◆ INSTRUÇÃO 1:
Localize na listagem abaixo todas as linhas que contêm a palavra "below" e copie cada uma delas, diferenciando maiúsculas de minúsculas.

Habermas na elaboração de uma ética do discurso

A importância de uma sociedade que pauta suas decisões numa dinâmica racional e argumentativa.

Resumo:


  • A Teoria do Agir Comunicativo de Jürgen Habermas enfatiza a importância da linguagem na interação social e na formação de consenso, respeitando a capacidade de cada indivíduo de argumentar e expressar seus pontos de vista sem coerção.

  • Os princípios da Ética do Discurso são aplicados no âmbito jurídico, especialmente através de métodos de Mediação e Conciliação, promovendo a solução de litígios de maneira mais participativa e democrática, em conformidade com a razão comunicativa.

  • O estudo explora como a implementação da Ética do Discurso contribui para a transformação social e o acesso à justiça, especialmente em comunidades carentes, onde a mediação comunitária desempenha um papel importante na conscientização dos direitos e na resolução pacífica de conflitos.

Resumo criado por JUSTICIA, o assistente de inteligência artificial do Jus.

Trata-se de um estudo sobre a Teoria do Agir Comunicativo, proposta por Habermas, analisando o direito de cada pessoa ao se comunicar expondo os seus argumentos e respeitando a opinião de todos que fazem parte de um debate de ideias.

Artigo apresentado no curso de Ética da graduação de direito Da Unilasalle/RJ

Graduanda: Marcelle Mirella Marreiro Candido Duarte

Orientador: Sérgio Câmara

NITERÓI

2020

Sumário: Resumo. Introdução. Desenvolvimento. 1. Apontamentos Sobre A Mediação E A Conciliação No Contexto Com A Teoria Do Agir Comunicativo. 1.1 A Sociedade E A Dinâmica Racional-Argumentativa: O Diálogo Como Caminho De Transformação Social. Conclusão. Bibliografia.

RESUMO

De acordo com a Teoria do Agir Comunicativo, de Jurgen Habermas, a Ética do Discurso parte do princípio de que a interação entre as pessoas no mundo se dá pela linguagem. Quando pessoas se comunicam, há ou não concordância e aceitação de fatos que regem a sociedade.

◆ Entradas de apontamento de objetos rotulados:
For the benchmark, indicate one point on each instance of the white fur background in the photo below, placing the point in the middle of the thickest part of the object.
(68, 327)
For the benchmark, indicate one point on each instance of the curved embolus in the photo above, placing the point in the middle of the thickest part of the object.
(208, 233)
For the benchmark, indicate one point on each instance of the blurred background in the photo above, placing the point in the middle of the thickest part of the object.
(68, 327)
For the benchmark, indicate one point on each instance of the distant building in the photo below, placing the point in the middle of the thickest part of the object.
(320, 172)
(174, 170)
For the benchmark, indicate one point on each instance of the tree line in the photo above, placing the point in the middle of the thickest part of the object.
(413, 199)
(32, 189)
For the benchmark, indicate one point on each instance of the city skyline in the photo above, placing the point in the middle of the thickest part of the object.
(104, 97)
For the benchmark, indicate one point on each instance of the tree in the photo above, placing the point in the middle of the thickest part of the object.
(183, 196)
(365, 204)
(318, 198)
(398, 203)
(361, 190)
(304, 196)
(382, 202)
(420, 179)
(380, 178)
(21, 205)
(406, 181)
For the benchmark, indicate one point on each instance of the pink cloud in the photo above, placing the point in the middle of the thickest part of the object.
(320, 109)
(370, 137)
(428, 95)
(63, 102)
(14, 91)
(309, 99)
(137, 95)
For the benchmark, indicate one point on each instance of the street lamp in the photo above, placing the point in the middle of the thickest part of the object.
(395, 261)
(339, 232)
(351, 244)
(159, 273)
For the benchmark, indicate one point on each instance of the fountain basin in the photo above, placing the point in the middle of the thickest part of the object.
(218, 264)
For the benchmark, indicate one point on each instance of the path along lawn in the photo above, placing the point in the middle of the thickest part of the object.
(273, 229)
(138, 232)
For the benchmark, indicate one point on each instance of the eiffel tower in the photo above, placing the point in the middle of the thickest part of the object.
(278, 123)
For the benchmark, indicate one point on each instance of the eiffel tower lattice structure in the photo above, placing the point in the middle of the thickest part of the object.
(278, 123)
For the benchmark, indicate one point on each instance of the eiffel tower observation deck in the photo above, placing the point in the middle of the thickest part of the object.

◆ INSTRUÇÃO 2:
Como fica em inglês esta frase do trecho fornecido: "De acordo com a Teoria do Agir Comunicativo, de Jurgen Habermas, a Ética do Discurso parte do princípio de que a interação entre as pessoas no mundo se dá pela linguagem."?

◆ RESPOSTA 1:
For the benchmark, indicate one point on each instance of the white fur background in the photo below, placing the point in the middle of the thickest part of the object.
For the benchmark, indicate one point on each instance of the distant building in the photo below, placing the point in the middle of the thickest part of the object.

◆ RESPOSTA 2:
According to Jurgen Habermas's Theory of Communicative Action, Discourse Ethics starts from the principle that interaction among people in the world takes place through language.